<<<<

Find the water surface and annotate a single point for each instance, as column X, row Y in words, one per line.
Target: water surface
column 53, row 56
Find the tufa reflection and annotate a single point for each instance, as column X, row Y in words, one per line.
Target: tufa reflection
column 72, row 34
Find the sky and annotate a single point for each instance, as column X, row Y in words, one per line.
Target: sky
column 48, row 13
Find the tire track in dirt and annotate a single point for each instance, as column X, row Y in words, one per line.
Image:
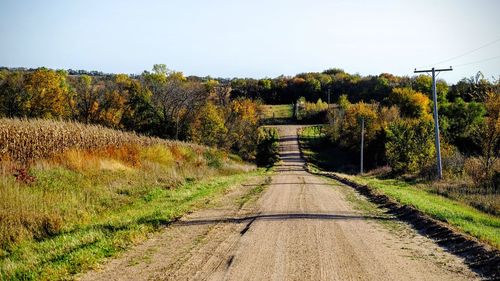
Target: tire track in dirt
column 302, row 228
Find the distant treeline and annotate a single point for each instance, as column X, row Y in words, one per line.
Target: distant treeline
column 215, row 112
column 159, row 103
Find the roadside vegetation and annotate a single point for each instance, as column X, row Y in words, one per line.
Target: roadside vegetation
column 74, row 194
column 461, row 212
column 268, row 147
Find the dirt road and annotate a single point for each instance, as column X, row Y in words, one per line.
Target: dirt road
column 303, row 227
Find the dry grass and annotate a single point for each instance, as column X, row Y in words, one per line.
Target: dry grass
column 83, row 171
column 25, row 141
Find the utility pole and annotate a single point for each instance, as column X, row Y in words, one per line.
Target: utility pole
column 362, row 142
column 436, row 117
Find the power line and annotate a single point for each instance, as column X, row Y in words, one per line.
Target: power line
column 466, row 53
column 479, row 61
column 436, row 117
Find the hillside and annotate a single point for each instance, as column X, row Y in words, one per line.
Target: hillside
column 72, row 194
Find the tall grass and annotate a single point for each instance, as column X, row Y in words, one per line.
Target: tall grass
column 86, row 176
column 24, row 141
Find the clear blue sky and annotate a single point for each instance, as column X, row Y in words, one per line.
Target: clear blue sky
column 251, row 38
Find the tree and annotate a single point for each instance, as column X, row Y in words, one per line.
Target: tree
column 412, row 104
column 208, row 127
column 459, row 121
column 45, row 94
column 85, row 102
column 12, row 98
column 410, row 145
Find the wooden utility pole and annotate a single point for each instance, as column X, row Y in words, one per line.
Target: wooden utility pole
column 362, row 142
column 436, row 116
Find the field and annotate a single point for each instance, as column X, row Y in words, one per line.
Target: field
column 277, row 113
column 67, row 207
column 460, row 215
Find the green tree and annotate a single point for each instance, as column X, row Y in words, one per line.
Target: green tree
column 208, row 127
column 46, row 94
column 410, row 145
column 412, row 104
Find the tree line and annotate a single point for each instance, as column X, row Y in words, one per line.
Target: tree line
column 399, row 133
column 160, row 102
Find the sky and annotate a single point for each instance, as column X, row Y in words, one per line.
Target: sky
column 253, row 38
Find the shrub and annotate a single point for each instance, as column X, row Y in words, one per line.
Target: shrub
column 312, row 112
column 410, row 145
column 267, row 147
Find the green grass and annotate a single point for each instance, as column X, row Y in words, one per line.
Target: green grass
column 84, row 246
column 321, row 152
column 463, row 217
column 280, row 111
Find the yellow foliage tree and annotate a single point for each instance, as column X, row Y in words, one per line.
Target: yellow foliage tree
column 46, row 94
column 412, row 104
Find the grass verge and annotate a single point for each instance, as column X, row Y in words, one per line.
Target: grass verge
column 83, row 247
column 465, row 218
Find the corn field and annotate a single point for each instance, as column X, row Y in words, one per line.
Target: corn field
column 24, row 141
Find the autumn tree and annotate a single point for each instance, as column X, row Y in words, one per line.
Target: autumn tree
column 45, row 94
column 412, row 104
column 208, row 127
column 12, row 99
column 85, row 101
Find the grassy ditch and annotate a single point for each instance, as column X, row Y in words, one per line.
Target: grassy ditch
column 463, row 217
column 72, row 195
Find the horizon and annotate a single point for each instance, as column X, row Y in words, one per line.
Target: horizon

>>>>

Given instruction. Return the records word for word from their beginning through the line containing "column 25, row 141", including that line, and leave the pictures out.

Answer to this problem.
Find the water surface and annotate a single point for each instance, as column X, row Y in words, one per line.
Target: water surface
column 53, row 56
Find the tufa reflection and annotate a single point for each instance, as column X, row Y in words, one per line.
Target: tufa reflection
column 72, row 34
Find the sky and annotate a single point for each instance, as column X, row Y in words, one per line.
Target: sky
column 48, row 13
Find the tire track in dirt and annotate a single point for each instance, as column X, row Y in words, one per line.
Image:
Target: tire track in dirt
column 302, row 228
Find the distant treeline and annotate a single point for each instance, as column X, row Y in words, one per line.
Target: distant treeline
column 215, row 112
column 159, row 103
Find the roadside vegetation and annotate a single point for each instance, as column X, row Y in words, one per line.
Target: roadside vegetation
column 74, row 194
column 461, row 212
column 268, row 147
Find the dirt road and annotate a single point for each instance, as column X, row Y in words, one per line.
Target: dirt road
column 303, row 227
Find the dry grass and annotate a single point for each instance, as column X, row Y in words, one per line.
Target: dry grass
column 83, row 171
column 25, row 141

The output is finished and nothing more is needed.